_Exercise requirements_:
Duplicate the lines below word for word, omitting the pictures from your answer.

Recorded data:
---------------
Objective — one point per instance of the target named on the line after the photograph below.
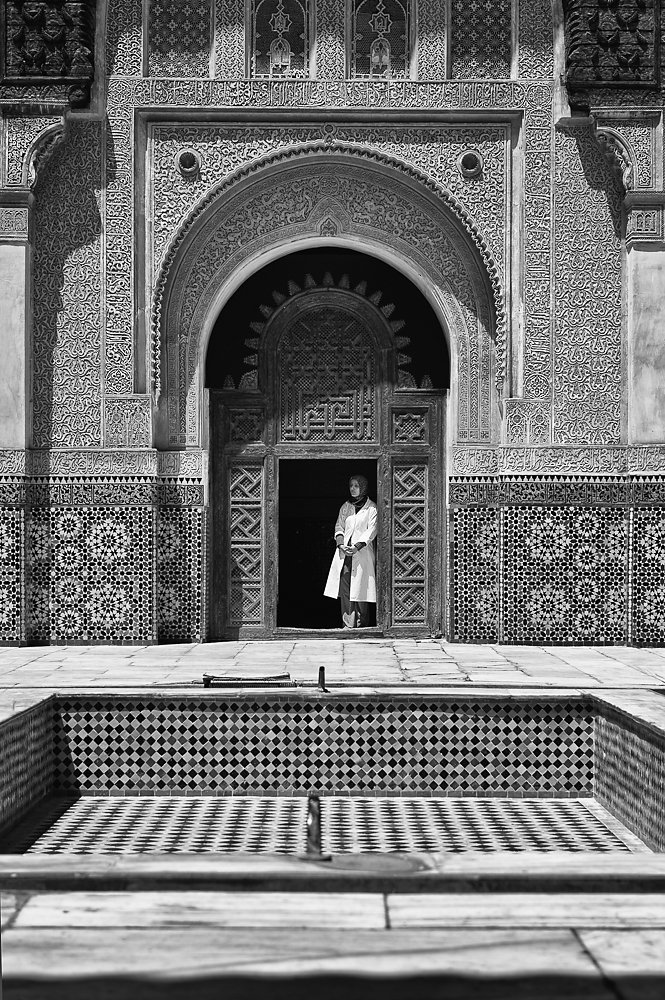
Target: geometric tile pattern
(179, 38)
(565, 574)
(90, 574)
(11, 575)
(278, 825)
(409, 544)
(26, 760)
(648, 578)
(116, 746)
(474, 533)
(630, 776)
(481, 39)
(180, 573)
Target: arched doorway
(323, 387)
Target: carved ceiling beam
(49, 41)
(611, 44)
---------------
_Answer below_:
Objective — one point per instance of the target named on the line after the photograph below.
Target: geometric tile pattern
(179, 38)
(565, 574)
(90, 574)
(11, 575)
(278, 825)
(409, 544)
(26, 760)
(648, 578)
(116, 746)
(474, 533)
(630, 776)
(481, 39)
(180, 573)
Target: arched doorway
(323, 387)
Target: carved ceiling beam
(49, 41)
(611, 44)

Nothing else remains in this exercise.